§ THE EXERCISE: Reproduce each line of the entries below without any change.

(Stored items)
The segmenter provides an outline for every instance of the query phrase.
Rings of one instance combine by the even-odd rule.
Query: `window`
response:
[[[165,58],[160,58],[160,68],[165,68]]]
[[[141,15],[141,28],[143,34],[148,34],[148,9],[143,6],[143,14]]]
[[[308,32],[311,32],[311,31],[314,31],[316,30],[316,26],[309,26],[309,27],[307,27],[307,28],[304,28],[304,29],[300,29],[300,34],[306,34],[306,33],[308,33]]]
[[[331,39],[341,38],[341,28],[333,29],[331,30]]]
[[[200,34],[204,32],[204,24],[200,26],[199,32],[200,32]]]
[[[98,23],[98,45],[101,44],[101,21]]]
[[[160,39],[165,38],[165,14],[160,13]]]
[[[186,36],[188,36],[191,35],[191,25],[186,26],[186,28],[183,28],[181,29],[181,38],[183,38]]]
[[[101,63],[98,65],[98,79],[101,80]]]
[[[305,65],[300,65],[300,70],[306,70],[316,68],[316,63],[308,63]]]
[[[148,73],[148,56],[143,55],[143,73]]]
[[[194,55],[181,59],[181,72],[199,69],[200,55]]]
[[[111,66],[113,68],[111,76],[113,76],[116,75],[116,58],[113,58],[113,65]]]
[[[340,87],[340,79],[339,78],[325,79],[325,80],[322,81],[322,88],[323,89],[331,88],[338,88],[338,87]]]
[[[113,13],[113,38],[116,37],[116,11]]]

§ EXERCISE SOLUTION:
The segmenter provides an outline for every instance of the query phrase.
Rings of one instance combine by the even-odd rule.
Query: `window`
response:
[[[165,58],[160,58],[160,68],[165,68]]]
[[[141,15],[141,28],[143,34],[148,34],[148,9],[143,6],[143,14]]]
[[[308,32],[311,32],[311,31],[314,31],[316,30],[316,26],[309,26],[309,27],[307,27],[307,28],[304,28],[304,29],[300,29],[300,34],[306,34],[306,33],[308,33]]]
[[[331,39],[341,38],[341,28],[333,29],[331,30]]]
[[[200,34],[204,32],[204,24],[200,26],[199,32],[200,32]]]
[[[98,23],[98,45],[101,44],[101,21]]]
[[[160,39],[165,38],[165,14],[160,13]]]
[[[186,36],[188,36],[191,35],[191,25],[186,26],[186,28],[183,28],[181,29],[181,38],[183,38]]]
[[[101,63],[98,65],[98,79],[101,80]]]
[[[305,65],[300,65],[300,70],[306,70],[316,68],[316,63],[308,63]]]
[[[148,73],[148,56],[143,55],[143,73]]]
[[[194,55],[181,59],[181,72],[199,69],[200,55]]]
[[[111,66],[113,68],[111,76],[113,76],[116,75],[116,58],[113,58],[113,65]]]
[[[340,87],[340,79],[339,78],[325,79],[325,80],[322,81],[322,88],[323,89],[331,88],[338,88],[338,87]]]
[[[113,13],[113,38],[116,37],[116,11]]]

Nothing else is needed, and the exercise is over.